* _Exercise prompt_:
Beginning at the line that includes "Would you mind annotating the streetlight", return each line exactly through the end of the listing, and no line before it.

* _Available records_:
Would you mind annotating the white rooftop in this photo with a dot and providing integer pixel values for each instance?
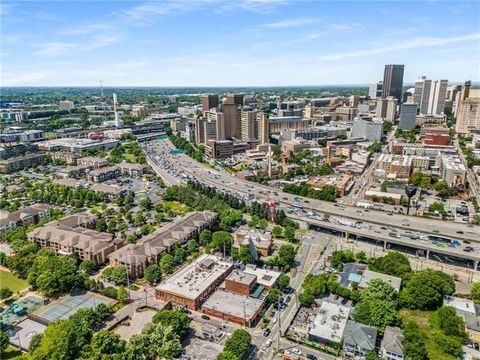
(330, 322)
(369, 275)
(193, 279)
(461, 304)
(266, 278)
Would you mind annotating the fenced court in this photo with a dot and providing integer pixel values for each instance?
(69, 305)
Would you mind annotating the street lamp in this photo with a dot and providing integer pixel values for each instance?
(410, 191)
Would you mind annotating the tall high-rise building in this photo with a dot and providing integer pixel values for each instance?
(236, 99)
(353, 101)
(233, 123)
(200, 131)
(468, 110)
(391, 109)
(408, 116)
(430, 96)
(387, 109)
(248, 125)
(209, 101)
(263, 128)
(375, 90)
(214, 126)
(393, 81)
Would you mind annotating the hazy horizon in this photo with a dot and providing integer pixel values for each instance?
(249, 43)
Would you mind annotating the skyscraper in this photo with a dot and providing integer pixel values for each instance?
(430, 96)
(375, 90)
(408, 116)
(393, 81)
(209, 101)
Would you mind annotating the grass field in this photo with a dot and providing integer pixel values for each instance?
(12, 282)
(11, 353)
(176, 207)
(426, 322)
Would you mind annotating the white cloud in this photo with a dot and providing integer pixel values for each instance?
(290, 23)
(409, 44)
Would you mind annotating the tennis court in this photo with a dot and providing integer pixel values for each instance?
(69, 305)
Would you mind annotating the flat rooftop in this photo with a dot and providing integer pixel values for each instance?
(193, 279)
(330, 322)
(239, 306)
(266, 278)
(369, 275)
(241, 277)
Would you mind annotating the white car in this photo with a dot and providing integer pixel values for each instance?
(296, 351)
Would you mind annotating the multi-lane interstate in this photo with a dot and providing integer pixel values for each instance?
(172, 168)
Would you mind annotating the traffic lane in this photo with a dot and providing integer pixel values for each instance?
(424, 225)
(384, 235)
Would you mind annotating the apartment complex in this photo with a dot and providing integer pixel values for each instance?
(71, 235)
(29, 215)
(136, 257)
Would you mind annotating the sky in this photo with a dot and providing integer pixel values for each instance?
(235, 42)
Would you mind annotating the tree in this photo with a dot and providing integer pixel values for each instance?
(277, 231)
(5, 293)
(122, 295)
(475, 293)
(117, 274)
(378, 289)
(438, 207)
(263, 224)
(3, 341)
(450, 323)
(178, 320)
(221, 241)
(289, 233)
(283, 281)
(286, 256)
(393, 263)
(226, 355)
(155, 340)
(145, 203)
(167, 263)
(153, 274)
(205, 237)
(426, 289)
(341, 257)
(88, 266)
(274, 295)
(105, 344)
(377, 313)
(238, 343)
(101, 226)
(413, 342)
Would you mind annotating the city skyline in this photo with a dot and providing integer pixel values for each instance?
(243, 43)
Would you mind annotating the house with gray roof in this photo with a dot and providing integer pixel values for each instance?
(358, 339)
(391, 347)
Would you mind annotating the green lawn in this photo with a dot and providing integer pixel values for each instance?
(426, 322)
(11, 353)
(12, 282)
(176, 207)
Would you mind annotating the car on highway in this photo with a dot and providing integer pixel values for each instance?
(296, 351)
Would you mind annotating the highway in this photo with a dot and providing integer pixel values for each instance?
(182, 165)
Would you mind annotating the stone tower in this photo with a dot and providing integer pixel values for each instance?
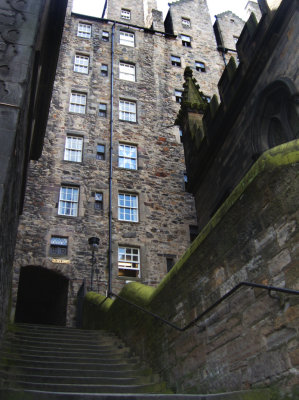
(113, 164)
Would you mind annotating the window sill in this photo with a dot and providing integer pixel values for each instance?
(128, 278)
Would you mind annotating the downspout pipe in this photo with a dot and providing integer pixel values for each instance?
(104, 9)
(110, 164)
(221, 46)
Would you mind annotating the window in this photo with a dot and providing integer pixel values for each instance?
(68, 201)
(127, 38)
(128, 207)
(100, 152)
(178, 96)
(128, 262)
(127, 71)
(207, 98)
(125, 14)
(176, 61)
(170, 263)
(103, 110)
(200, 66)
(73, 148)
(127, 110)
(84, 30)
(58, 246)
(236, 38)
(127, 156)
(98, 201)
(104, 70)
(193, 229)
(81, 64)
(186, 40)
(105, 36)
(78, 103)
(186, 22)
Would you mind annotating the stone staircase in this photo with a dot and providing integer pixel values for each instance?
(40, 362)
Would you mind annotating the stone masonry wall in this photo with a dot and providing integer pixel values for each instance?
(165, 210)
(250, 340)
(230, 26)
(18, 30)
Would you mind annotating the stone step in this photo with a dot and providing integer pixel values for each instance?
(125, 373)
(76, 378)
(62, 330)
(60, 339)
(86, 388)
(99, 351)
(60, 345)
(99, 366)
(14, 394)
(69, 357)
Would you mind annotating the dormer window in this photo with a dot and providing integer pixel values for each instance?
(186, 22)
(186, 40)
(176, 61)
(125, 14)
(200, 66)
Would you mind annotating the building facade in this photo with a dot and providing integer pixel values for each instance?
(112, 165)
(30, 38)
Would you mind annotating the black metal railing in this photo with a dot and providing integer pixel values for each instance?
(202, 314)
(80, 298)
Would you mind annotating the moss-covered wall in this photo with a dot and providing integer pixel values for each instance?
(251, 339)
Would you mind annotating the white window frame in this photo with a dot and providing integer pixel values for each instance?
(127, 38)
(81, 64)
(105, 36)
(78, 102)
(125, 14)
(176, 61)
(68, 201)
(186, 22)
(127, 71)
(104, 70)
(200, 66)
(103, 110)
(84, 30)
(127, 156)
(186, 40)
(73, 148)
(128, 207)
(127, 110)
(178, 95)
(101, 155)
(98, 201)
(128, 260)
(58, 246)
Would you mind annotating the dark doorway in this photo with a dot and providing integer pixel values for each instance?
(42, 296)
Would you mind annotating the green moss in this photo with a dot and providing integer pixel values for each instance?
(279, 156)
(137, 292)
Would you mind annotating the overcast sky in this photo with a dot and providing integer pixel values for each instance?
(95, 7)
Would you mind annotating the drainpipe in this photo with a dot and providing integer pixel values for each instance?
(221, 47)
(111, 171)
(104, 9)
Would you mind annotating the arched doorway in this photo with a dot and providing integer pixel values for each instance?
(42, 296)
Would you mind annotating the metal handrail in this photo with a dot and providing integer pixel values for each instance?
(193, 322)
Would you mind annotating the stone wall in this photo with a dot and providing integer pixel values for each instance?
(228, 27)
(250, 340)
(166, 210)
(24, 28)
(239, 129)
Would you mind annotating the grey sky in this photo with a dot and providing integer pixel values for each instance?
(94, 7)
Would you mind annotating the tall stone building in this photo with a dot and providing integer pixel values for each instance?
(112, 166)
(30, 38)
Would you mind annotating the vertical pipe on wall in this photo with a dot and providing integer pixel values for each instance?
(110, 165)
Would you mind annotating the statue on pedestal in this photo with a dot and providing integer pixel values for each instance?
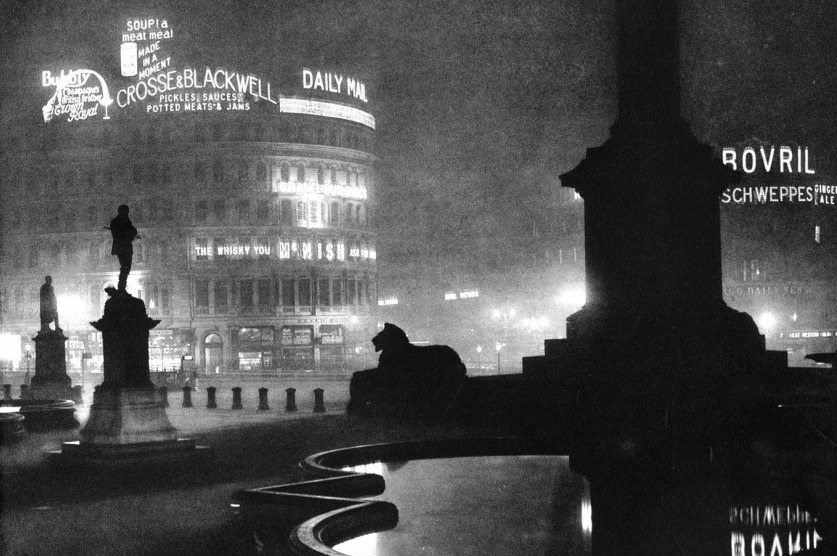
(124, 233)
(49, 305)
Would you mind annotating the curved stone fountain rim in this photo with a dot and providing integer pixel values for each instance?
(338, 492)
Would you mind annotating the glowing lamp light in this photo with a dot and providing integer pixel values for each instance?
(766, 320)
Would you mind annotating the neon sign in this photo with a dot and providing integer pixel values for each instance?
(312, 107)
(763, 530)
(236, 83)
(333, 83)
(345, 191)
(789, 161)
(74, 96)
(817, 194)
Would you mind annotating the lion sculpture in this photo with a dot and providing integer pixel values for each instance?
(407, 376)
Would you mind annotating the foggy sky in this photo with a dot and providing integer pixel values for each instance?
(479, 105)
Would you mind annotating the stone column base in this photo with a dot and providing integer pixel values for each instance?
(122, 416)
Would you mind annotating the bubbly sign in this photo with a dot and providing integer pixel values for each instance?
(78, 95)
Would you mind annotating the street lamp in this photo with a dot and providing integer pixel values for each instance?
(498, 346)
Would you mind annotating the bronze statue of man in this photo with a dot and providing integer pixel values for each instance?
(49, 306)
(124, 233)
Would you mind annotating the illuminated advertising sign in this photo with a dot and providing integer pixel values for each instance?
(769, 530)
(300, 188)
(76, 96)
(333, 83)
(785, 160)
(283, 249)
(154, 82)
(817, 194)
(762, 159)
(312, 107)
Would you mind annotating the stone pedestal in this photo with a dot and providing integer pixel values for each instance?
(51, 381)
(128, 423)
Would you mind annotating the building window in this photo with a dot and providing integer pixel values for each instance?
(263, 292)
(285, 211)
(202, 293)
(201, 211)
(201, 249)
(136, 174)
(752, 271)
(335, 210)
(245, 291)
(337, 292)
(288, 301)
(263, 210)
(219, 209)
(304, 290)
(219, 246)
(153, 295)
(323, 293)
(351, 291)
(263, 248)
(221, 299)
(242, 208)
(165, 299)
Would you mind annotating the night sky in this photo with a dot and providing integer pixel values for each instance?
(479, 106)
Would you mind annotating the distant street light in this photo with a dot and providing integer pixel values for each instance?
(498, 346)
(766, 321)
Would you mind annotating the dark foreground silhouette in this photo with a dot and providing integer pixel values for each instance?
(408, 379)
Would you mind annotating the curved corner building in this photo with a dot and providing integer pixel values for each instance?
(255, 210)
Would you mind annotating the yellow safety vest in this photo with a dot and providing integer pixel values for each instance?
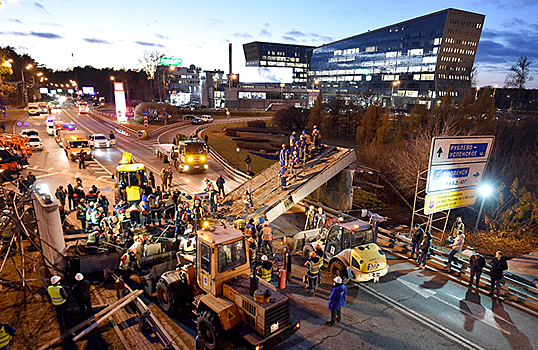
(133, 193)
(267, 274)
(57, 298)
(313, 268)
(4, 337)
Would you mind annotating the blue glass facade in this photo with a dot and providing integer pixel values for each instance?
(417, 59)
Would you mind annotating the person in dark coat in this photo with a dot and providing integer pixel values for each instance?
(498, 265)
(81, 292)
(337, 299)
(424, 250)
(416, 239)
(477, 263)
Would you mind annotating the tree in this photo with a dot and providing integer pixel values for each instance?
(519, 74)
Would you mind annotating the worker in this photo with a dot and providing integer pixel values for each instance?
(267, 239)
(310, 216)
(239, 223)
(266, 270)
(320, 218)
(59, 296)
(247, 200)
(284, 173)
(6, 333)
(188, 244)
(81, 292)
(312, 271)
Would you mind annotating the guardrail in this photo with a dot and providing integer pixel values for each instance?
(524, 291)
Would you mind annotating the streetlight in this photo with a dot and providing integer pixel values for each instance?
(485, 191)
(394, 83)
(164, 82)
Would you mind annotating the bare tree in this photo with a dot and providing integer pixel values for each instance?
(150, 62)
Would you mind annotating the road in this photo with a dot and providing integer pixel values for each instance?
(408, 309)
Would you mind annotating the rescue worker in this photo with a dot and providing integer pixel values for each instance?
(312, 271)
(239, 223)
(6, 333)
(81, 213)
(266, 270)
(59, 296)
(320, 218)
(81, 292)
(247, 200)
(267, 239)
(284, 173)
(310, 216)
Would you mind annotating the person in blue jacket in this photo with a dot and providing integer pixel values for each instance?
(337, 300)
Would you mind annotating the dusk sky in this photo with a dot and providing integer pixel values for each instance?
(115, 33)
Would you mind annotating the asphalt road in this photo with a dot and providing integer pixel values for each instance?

* _Result of this task_:
Would you mind annotating the streetlight in this photo with a dot and providing integer pixel values for each instance?
(485, 191)
(394, 83)
(164, 82)
Would you mind annotating the bare tree in this photo with a dot and providing integer pixel values for each instance?
(150, 62)
Would you mind annotating the road in this photo with a dot and providing integer pixel values for each instance?
(408, 309)
Would you mind annotating the rescue worker in this photo with a dot and providing integer pixel values for each instance?
(312, 271)
(239, 223)
(6, 333)
(81, 213)
(266, 270)
(59, 296)
(320, 218)
(81, 292)
(247, 200)
(267, 239)
(284, 173)
(310, 216)
Would you mind annotating the person in blue jacket in this photo with a dot and providing integer pixel values for each instance?
(337, 300)
Would you mind annotating the dusk sky in this photo with a dot and providing integer pixel values for each instance?
(115, 33)
Would you mind annotating the asphalt road in this photo with a dot and providing integer pixel values for each instance?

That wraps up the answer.